START GIVEN RECORDS
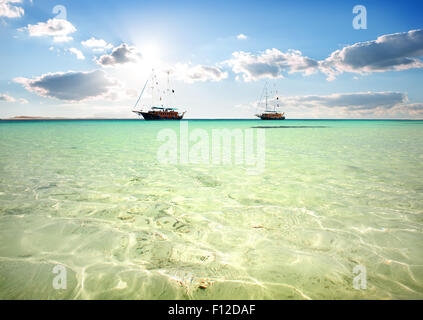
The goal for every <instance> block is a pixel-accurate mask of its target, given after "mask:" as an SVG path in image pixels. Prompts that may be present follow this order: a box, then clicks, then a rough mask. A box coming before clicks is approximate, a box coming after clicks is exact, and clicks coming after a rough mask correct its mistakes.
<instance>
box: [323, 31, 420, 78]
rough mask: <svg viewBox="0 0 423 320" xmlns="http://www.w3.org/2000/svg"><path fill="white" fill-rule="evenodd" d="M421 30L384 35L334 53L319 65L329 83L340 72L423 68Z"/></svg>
mask: <svg viewBox="0 0 423 320" xmlns="http://www.w3.org/2000/svg"><path fill="white" fill-rule="evenodd" d="M421 56H423V30H411V31H408V32H402V33H394V34H387V35H383V36H380V37H378V38H377V39H376V40H372V41H367V42H358V43H355V44H353V45H350V46H346V47H344V48H343V49H341V50H336V51H335V52H333V53H332V54H331V55H330V56H329V57H328V58H327V59H325V60H323V61H321V62H320V68H321V70H322V72H324V73H326V74H327V75H328V80H333V79H335V77H336V75H338V74H341V73H343V72H354V73H370V72H385V71H392V70H393V71H400V70H406V69H412V68H423V62H422V60H421V59H420V57H421Z"/></svg>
END GIVEN RECORDS
=== BRIEF ===
Format every line of the material above as a numbered list, skipping blank lines. Leave the pictures out.

=== RESPONSE BOX ===
1. The goal for every <instance> block is a pixel-accurate mask of its target, given after "mask:" as an SVG path in image pixels. Prompts that may be present follow this order: a box, then clicks, then a rough mask. A box coming before clicks is approximate, a box coming after clicks is exact, and clicks coming after a rough mask correct its mistakes.
2. <instance>
3. box: [323, 31, 420, 78]
4. rough mask: <svg viewBox="0 0 423 320" xmlns="http://www.w3.org/2000/svg"><path fill="white" fill-rule="evenodd" d="M421 30L384 35L334 53L319 65L329 83L340 72L423 68Z"/></svg>
5. mask: <svg viewBox="0 0 423 320" xmlns="http://www.w3.org/2000/svg"><path fill="white" fill-rule="evenodd" d="M421 56H423V30H411V31H408V32H402V33H394V34H387V35H383V36H380V37H378V38H377V39H376V40H372V41H367V42H358V43H355V44H353V45H350V46H346V47H344V48H343V49H341V50H336V51H335V52H333V53H332V54H331V55H330V56H329V57H328V58H327V59H325V60H323V61H321V62H320V68H321V70H322V72H324V73H326V74H327V75H328V80H333V79H335V77H336V75H338V74H341V73H343V72H354V73H370V72H385V71H392V70H393V71H400V70H406V69H412V68H423V62H422V60H421V59H420V57H421Z"/></svg>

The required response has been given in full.